# [EXERCISE INSTRUCTIONS]
Show only those lines of the entries where the string "blue" is found.

# [DATASET CONTENT]
• • •
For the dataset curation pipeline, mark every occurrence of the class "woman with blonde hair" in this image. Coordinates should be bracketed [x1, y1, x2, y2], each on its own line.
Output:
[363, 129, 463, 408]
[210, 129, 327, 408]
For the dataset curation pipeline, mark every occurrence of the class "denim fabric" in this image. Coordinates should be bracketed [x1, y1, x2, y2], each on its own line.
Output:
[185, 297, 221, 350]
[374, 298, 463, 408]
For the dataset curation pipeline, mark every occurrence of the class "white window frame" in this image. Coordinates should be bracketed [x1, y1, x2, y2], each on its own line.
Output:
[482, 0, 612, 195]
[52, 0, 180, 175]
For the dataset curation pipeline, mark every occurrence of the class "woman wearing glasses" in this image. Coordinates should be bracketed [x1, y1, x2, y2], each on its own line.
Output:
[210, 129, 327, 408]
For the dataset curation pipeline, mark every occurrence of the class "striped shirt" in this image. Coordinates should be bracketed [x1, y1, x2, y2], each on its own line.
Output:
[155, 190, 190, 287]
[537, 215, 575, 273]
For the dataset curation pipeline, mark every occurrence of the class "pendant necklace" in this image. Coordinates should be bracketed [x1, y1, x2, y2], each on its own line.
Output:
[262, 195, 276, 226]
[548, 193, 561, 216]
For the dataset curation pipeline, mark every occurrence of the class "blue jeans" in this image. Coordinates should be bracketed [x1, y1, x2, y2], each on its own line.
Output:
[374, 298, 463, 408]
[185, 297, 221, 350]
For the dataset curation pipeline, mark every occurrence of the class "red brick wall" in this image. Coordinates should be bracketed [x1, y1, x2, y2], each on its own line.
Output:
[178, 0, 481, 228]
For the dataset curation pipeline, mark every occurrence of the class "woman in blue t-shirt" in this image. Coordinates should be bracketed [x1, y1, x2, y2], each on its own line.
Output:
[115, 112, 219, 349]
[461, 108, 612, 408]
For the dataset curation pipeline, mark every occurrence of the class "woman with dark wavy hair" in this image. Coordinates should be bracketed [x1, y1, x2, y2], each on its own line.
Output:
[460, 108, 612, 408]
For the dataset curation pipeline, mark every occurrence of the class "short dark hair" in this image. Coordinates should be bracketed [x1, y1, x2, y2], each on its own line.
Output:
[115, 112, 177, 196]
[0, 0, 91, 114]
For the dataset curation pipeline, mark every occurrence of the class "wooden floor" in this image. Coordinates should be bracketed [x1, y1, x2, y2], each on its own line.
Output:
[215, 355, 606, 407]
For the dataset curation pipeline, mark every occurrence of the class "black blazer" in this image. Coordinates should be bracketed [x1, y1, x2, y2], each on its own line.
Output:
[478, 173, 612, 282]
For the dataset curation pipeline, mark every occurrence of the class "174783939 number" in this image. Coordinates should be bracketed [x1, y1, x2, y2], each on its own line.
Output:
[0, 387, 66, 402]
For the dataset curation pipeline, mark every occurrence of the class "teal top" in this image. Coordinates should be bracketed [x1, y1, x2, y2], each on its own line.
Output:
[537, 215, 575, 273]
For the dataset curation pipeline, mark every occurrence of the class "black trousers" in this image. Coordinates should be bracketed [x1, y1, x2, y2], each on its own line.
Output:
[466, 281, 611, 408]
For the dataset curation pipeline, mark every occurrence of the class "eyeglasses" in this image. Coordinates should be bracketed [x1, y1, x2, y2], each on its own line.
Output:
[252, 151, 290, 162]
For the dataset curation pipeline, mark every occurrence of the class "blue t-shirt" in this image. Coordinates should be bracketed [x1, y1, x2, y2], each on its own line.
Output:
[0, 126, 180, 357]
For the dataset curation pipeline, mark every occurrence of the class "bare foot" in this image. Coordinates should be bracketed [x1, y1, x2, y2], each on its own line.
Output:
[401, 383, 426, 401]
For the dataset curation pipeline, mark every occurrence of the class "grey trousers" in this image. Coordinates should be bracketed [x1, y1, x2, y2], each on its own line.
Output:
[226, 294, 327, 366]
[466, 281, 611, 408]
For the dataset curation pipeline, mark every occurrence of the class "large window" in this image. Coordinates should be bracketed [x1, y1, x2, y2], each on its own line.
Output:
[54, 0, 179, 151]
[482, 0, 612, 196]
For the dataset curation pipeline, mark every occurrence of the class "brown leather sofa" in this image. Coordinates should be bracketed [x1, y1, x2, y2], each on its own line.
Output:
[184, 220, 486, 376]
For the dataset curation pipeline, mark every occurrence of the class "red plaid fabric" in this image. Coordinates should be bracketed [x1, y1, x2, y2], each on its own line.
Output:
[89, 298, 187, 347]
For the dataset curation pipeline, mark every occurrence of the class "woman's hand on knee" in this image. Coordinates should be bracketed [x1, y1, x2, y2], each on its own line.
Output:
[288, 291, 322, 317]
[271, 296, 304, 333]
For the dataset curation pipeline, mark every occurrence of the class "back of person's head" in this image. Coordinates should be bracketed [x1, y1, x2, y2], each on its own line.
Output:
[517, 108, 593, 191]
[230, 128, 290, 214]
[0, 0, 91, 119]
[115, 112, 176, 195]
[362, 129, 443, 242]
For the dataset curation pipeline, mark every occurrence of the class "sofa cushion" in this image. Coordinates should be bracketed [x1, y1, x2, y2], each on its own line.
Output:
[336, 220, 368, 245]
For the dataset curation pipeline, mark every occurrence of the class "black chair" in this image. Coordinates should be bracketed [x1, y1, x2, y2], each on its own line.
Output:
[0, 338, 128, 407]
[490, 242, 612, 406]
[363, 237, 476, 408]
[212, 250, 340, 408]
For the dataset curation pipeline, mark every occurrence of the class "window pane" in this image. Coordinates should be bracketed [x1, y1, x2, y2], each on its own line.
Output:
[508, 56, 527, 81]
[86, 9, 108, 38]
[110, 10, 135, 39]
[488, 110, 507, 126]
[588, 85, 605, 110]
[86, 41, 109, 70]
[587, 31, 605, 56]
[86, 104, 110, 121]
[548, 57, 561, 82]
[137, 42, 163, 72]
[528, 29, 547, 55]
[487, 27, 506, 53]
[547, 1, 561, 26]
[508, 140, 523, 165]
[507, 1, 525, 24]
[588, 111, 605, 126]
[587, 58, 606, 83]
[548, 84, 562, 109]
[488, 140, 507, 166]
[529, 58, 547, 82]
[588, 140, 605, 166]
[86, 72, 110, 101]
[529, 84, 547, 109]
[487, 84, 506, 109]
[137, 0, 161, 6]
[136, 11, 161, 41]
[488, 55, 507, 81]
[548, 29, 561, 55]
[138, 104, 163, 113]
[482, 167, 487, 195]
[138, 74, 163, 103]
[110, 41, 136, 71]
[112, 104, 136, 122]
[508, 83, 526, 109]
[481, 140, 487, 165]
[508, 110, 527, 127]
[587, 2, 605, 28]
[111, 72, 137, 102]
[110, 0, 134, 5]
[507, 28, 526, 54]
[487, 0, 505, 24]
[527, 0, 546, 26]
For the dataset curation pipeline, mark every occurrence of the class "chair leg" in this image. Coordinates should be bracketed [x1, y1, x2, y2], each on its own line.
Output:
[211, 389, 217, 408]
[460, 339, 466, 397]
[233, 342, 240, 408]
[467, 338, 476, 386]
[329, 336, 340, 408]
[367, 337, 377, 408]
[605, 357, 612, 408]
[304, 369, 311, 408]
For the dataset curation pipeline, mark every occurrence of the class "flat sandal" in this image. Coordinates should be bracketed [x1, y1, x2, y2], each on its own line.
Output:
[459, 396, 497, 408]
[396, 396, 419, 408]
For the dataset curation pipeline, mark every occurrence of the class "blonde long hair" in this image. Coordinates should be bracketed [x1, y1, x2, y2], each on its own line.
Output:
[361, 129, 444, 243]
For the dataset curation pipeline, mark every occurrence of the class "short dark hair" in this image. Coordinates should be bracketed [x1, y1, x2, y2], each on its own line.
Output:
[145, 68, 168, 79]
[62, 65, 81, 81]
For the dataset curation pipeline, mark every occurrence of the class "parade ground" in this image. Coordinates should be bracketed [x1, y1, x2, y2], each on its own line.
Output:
• • •
# [WRITTEN ANSWER]
For the dataset curation pipeline, mark every occurrence of the class "blue jeans" in this image. Coordinates should be bracketed [x1, y1, x2, y2], each on its own line.
For the dataset curation pipeline, mark every occurrence of the class "woman in blue t-shirt" in this image. Coordinates should be bracketed [x1, y1, x2, y2], each on its own line.
For the dataset curation pipeline, mark every occurrence of the class "blue t-shirt" in this image. Coordinates should be bracketed [x1, y1, x2, y2], each on its own line.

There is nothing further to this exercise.